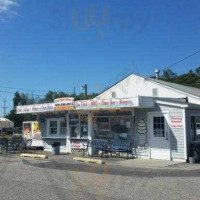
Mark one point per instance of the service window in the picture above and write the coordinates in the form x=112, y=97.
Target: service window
x=195, y=128
x=63, y=126
x=159, y=126
x=74, y=125
x=57, y=126
x=53, y=127
x=84, y=125
x=121, y=127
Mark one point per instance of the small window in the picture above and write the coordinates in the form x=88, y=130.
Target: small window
x=114, y=95
x=155, y=92
x=63, y=127
x=74, y=131
x=57, y=126
x=195, y=128
x=159, y=126
x=53, y=127
x=84, y=125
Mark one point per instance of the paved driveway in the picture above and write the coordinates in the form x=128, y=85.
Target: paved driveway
x=61, y=178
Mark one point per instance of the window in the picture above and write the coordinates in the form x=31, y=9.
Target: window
x=57, y=126
x=117, y=127
x=159, y=126
x=195, y=128
x=53, y=127
x=63, y=127
x=155, y=92
x=84, y=125
x=114, y=95
x=74, y=125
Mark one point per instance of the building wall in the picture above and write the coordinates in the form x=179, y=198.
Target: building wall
x=135, y=85
x=47, y=139
x=127, y=88
x=189, y=112
x=176, y=134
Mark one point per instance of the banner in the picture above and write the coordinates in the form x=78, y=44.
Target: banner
x=35, y=108
x=107, y=103
x=65, y=103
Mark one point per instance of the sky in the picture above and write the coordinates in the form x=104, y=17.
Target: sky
x=62, y=44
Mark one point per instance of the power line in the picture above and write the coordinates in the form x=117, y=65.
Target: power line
x=13, y=88
x=13, y=93
x=179, y=61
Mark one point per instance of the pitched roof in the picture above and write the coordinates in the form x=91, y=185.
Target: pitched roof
x=183, y=88
x=186, y=89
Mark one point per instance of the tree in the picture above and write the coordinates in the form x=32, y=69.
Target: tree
x=168, y=75
x=192, y=78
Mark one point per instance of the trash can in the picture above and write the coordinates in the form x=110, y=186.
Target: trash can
x=56, y=148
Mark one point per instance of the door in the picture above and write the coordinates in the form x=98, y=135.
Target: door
x=159, y=138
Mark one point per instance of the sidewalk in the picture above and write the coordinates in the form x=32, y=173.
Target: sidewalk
x=133, y=163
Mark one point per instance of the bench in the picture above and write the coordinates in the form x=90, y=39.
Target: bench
x=120, y=146
x=98, y=145
x=80, y=145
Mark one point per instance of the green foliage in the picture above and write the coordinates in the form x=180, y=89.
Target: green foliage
x=20, y=99
x=192, y=78
x=168, y=75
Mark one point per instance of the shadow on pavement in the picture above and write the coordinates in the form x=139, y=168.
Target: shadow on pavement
x=115, y=170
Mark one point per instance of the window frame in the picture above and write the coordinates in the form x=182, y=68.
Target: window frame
x=58, y=120
x=196, y=135
x=160, y=123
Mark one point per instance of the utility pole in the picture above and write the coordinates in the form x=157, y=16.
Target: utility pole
x=4, y=107
x=84, y=87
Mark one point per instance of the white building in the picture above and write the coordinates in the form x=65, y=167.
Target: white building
x=161, y=118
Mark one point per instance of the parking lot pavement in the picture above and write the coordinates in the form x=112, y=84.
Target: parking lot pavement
x=61, y=178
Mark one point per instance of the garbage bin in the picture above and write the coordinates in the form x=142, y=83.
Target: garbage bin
x=56, y=148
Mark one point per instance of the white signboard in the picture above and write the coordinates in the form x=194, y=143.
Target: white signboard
x=36, y=108
x=107, y=103
x=176, y=122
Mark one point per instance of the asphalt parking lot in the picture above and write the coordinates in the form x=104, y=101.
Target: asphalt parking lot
x=59, y=177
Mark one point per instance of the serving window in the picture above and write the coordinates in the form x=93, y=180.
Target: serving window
x=56, y=126
x=113, y=127
x=195, y=128
x=78, y=125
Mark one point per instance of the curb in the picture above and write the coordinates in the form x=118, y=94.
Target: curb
x=89, y=160
x=33, y=155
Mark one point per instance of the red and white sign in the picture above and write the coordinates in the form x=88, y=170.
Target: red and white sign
x=35, y=108
x=65, y=103
x=176, y=122
x=107, y=103
x=78, y=145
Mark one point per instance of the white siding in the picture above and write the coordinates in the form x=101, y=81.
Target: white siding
x=176, y=135
x=135, y=85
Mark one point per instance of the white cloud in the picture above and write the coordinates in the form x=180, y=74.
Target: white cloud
x=7, y=9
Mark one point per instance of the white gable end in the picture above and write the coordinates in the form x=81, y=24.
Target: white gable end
x=134, y=85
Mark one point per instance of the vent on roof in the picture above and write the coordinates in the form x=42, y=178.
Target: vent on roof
x=113, y=94
x=155, y=92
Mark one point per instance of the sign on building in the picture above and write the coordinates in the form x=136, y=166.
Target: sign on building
x=65, y=103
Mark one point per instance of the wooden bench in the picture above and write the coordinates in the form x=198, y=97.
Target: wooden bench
x=98, y=145
x=120, y=146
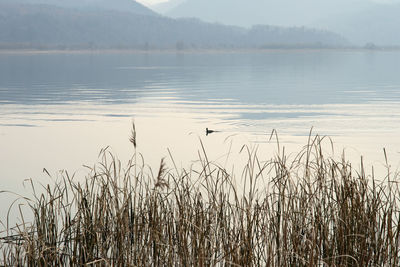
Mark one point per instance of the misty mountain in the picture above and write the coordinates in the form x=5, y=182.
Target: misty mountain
x=360, y=21
x=165, y=7
x=26, y=25
x=271, y=12
x=115, y=5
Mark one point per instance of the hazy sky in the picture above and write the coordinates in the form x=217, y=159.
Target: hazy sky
x=151, y=2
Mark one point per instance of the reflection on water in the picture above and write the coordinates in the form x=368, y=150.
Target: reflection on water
x=58, y=110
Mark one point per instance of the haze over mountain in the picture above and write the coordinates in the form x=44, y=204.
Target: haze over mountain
x=116, y=5
x=127, y=24
x=360, y=21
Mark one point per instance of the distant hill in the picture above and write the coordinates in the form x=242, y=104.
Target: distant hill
x=49, y=26
x=270, y=12
x=379, y=25
x=360, y=21
x=115, y=5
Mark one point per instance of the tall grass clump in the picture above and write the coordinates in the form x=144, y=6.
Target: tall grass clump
x=309, y=210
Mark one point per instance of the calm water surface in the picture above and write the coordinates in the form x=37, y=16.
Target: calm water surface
x=58, y=110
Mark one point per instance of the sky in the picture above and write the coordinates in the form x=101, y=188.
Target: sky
x=150, y=2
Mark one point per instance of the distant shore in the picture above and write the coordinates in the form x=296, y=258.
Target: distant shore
x=183, y=51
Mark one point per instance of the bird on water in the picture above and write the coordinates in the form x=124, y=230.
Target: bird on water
x=209, y=131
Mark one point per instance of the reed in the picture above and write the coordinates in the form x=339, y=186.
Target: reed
x=308, y=211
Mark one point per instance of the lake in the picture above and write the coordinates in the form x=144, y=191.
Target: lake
x=57, y=110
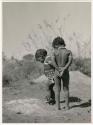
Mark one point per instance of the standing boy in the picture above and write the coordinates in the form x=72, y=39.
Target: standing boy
x=62, y=58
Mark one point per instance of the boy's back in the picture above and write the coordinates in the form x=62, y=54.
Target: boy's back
x=62, y=56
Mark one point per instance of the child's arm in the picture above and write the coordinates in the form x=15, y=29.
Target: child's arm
x=70, y=57
x=54, y=63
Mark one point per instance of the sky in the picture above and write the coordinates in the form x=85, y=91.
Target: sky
x=19, y=18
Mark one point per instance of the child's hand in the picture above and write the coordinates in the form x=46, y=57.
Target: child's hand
x=62, y=71
x=49, y=62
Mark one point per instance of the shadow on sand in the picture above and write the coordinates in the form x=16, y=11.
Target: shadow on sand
x=76, y=99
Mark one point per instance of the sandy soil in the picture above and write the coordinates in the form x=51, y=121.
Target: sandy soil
x=24, y=102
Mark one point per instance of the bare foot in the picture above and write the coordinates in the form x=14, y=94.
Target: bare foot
x=66, y=108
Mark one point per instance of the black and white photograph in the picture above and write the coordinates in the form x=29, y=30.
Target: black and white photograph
x=46, y=62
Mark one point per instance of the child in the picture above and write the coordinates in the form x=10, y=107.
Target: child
x=62, y=58
x=41, y=55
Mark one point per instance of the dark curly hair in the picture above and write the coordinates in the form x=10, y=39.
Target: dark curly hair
x=40, y=53
x=58, y=41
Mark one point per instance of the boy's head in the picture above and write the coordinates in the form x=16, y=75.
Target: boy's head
x=57, y=42
x=40, y=55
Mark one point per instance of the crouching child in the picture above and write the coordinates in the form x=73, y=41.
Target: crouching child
x=49, y=69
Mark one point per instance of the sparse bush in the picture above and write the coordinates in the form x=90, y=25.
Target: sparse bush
x=83, y=65
x=24, y=69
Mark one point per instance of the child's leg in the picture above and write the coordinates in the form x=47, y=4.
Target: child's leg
x=52, y=95
x=58, y=89
x=48, y=92
x=66, y=90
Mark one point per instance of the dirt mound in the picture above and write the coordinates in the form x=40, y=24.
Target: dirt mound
x=28, y=106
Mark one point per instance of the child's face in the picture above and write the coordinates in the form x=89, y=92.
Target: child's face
x=56, y=49
x=41, y=59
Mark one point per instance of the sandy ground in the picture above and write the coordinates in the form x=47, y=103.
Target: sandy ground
x=24, y=102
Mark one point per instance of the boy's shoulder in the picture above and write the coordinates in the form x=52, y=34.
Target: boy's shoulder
x=48, y=58
x=65, y=49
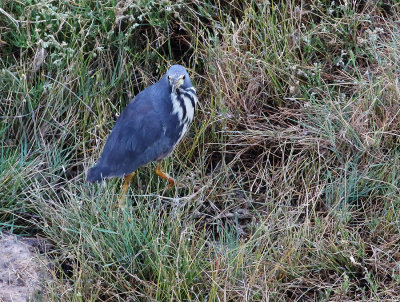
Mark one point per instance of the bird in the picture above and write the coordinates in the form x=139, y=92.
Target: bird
x=148, y=129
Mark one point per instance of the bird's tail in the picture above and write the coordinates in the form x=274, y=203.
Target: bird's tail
x=96, y=174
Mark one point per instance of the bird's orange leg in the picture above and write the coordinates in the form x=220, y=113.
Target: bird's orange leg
x=160, y=173
x=125, y=187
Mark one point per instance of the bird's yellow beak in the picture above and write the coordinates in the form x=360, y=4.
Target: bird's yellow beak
x=176, y=81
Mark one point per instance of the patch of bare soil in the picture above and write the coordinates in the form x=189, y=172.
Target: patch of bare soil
x=21, y=272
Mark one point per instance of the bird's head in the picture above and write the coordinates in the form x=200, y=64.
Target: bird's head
x=178, y=77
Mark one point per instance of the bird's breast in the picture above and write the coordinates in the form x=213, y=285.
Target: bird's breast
x=183, y=107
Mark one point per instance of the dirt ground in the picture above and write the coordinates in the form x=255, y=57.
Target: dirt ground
x=22, y=269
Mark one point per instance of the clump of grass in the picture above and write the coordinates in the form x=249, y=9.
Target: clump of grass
x=289, y=177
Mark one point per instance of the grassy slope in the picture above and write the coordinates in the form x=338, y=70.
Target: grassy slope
x=289, y=179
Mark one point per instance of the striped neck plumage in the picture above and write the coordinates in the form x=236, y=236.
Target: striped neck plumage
x=184, y=104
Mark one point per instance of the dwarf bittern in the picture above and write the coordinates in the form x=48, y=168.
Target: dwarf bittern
x=148, y=129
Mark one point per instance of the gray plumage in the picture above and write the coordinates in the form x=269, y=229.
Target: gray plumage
x=150, y=127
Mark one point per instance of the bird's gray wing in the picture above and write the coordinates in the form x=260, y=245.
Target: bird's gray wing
x=136, y=139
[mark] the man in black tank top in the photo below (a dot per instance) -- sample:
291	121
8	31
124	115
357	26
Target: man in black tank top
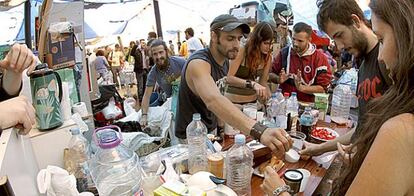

———

*Instructions for the task*: Give the exact lines, and only those, from the line containing "Target: haze over mountain" through the line containing "Mark one point per instance of the tall" in the entries above.

*Written answer*:
Target: haze over mountain
x=116, y=5
x=127, y=24
x=360, y=21
Mark one point per instance of the distant hill in the picture above and write the coordinates in the form x=242, y=104.
Target: distant hill
x=49, y=26
x=270, y=12
x=379, y=25
x=360, y=21
x=115, y=5
Mark one point per instance of the tall grass clump in the picture above and write the coordinates in the form x=144, y=6.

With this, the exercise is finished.